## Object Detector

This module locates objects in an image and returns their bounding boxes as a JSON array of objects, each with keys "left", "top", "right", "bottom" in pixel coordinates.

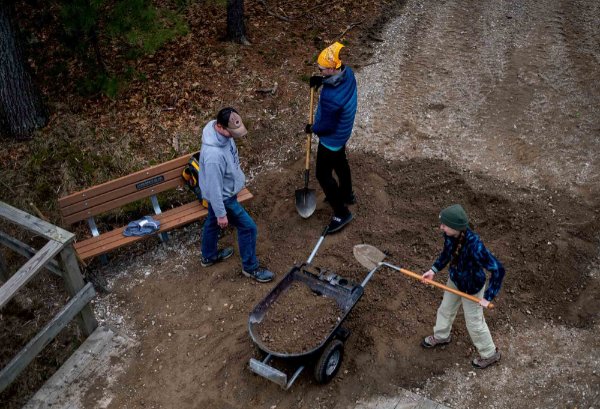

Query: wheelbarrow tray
[{"left": 248, "top": 264, "right": 364, "bottom": 360}]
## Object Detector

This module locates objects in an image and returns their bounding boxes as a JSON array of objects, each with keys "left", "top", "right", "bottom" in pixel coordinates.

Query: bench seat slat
[
  {"left": 60, "top": 168, "right": 183, "bottom": 224},
  {"left": 63, "top": 177, "right": 183, "bottom": 224},
  {"left": 58, "top": 155, "right": 191, "bottom": 209},
  {"left": 74, "top": 188, "right": 253, "bottom": 260}
]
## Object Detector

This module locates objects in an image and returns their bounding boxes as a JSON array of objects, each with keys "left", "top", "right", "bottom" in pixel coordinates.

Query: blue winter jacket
[
  {"left": 313, "top": 66, "right": 357, "bottom": 148},
  {"left": 431, "top": 229, "right": 504, "bottom": 301}
]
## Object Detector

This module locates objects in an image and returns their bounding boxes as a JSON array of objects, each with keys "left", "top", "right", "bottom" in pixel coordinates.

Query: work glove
[{"left": 310, "top": 75, "right": 323, "bottom": 90}]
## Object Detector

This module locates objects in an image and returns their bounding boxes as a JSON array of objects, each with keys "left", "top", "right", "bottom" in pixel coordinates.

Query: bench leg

· · · ·

## Exercise requirements
Filter the items above, copying every line that contains the string "Query".

## Exercise result
Query: wheelbarrow tray
Query: bench seat slat
Query: blue winter jacket
Query: work glove
Query: bench leg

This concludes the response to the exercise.